## Exercise task
Reproduce the entries below with every "sidewalk" replaced by "pavement", leaving all else unchanged.

## Material for this exercise
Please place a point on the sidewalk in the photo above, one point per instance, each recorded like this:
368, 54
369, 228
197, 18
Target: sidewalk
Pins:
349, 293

## Full solution
Please place a point on the pavement in the photo above, one point per instance, each recorded like this:
368, 54
369, 228
197, 18
Target: pavement
Pins:
349, 293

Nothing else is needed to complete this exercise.